Entries from a point annotation set
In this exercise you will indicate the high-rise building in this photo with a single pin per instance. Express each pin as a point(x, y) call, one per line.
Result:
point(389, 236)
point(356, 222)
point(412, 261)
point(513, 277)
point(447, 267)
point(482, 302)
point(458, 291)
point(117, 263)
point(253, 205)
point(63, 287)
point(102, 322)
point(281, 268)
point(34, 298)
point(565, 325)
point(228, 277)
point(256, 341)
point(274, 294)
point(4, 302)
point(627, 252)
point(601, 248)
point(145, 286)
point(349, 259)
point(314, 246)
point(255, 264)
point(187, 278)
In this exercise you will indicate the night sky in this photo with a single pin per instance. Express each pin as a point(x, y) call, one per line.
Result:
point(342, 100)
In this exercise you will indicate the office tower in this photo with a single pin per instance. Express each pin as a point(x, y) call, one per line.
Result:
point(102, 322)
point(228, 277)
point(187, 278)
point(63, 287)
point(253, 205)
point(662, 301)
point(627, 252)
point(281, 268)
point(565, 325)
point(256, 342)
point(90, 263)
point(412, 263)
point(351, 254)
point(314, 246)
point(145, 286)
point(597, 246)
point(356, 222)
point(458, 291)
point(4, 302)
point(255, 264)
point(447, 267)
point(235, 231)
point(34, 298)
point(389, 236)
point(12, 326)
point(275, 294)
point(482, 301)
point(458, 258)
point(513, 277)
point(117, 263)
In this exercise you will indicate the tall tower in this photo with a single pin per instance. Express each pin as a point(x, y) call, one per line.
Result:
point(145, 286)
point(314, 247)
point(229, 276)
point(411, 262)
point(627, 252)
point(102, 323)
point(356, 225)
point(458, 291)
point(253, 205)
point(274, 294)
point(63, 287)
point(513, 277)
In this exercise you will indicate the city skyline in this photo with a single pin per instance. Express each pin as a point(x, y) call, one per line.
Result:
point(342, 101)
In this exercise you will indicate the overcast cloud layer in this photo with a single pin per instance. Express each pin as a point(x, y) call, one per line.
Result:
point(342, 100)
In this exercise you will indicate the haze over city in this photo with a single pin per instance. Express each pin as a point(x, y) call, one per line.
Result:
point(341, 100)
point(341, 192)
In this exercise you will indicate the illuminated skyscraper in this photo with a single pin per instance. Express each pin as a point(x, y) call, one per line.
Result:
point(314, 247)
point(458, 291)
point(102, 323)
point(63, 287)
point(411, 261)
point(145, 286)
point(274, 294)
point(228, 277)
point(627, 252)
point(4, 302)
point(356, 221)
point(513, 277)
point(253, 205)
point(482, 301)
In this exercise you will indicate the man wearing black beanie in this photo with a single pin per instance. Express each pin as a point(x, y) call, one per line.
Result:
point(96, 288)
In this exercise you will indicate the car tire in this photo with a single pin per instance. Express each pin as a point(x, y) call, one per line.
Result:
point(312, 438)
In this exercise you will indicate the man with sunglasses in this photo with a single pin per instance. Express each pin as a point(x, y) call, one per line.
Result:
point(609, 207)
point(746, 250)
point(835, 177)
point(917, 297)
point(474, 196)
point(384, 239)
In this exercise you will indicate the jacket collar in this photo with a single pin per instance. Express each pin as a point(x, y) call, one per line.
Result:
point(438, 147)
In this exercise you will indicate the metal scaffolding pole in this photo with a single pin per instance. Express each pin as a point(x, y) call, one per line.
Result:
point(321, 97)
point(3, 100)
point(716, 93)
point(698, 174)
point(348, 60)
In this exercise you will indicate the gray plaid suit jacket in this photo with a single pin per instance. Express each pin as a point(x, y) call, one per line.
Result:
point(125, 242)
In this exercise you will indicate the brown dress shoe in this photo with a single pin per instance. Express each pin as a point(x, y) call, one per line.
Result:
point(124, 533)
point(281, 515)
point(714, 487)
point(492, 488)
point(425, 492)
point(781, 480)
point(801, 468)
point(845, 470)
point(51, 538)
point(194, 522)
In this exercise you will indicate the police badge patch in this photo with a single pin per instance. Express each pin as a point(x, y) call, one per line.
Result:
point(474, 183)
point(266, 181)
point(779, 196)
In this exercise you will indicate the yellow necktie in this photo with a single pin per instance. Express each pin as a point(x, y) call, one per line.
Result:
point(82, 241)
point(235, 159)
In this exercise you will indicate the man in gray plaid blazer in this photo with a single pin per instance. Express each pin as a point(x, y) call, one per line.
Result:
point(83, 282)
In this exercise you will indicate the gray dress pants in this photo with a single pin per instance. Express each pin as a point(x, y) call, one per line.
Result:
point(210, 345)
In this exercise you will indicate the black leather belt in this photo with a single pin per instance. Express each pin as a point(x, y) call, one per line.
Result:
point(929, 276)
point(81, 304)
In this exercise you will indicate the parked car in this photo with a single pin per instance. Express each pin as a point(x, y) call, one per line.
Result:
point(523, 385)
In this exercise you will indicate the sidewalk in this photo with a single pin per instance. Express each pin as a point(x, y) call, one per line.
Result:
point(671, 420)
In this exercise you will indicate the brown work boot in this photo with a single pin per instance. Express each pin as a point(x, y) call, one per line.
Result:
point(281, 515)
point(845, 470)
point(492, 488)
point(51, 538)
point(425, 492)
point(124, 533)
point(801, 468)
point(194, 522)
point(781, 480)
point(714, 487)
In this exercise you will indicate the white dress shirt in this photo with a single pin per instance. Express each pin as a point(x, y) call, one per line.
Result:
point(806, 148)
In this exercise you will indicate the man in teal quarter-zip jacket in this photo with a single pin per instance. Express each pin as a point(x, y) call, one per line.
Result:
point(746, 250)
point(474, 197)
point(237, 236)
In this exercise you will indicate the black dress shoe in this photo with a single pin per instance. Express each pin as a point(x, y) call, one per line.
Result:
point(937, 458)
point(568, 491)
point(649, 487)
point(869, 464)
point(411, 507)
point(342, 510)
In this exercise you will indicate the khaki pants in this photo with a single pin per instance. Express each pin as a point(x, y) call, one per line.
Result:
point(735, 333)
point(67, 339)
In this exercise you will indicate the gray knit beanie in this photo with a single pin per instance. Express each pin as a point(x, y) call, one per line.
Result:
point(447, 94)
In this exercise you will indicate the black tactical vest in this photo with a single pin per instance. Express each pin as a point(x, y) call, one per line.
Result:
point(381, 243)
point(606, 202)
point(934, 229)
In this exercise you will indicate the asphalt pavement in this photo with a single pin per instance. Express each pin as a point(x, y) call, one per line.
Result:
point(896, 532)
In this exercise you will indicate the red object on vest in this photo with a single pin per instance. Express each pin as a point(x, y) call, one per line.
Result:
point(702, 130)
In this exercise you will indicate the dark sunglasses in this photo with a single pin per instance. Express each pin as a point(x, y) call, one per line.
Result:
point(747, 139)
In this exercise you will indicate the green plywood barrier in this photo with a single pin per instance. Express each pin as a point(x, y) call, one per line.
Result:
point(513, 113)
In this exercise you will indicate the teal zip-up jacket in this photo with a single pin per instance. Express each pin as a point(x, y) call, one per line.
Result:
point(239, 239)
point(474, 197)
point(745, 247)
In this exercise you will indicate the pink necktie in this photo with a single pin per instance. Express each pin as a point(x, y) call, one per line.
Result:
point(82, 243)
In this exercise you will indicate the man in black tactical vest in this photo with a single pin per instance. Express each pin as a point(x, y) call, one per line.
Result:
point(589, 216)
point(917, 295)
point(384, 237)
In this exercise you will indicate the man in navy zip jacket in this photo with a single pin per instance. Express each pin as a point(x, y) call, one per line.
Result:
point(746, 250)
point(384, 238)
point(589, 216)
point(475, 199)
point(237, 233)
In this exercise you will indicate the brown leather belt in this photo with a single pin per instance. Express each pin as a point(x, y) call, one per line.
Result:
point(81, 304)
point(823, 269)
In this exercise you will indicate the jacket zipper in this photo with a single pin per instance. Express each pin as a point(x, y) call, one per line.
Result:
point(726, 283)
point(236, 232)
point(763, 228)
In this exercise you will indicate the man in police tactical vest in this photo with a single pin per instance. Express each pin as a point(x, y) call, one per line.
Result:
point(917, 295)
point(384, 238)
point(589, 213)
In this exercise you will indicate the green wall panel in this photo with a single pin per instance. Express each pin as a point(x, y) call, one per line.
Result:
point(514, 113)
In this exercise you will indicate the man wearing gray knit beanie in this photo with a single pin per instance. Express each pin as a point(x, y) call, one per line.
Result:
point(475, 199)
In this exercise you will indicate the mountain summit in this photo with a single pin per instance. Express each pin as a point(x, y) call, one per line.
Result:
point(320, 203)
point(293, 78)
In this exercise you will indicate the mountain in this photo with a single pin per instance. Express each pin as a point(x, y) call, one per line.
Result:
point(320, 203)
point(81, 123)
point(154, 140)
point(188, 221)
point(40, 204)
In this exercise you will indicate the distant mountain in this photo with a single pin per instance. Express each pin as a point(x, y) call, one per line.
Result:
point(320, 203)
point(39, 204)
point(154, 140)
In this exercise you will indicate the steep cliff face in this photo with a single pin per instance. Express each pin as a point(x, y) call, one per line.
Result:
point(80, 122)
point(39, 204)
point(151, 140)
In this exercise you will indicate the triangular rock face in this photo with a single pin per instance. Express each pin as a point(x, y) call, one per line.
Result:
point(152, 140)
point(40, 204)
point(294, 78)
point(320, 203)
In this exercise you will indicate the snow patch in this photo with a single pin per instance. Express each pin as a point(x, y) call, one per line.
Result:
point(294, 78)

=== GOAL ===
Please rewrite the data from the line with "In this exercise you will indicate the khaki" up to and including the line with "point(447, 94)", replacing "pin" with "marker" and leaving everything else unchanged.

=== RESPONSE ===
In this exercise you will indicate the khaki pants in this photo with a single marker per instance. Express each marker as a point(x, y) call, one per line.
Result:
point(735, 333)
point(67, 339)
In this exercise you will indicate the gray knit beanie in this photo with a single marker per instance. Express each marker as a point(x, y) call, one per line.
Result:
point(447, 94)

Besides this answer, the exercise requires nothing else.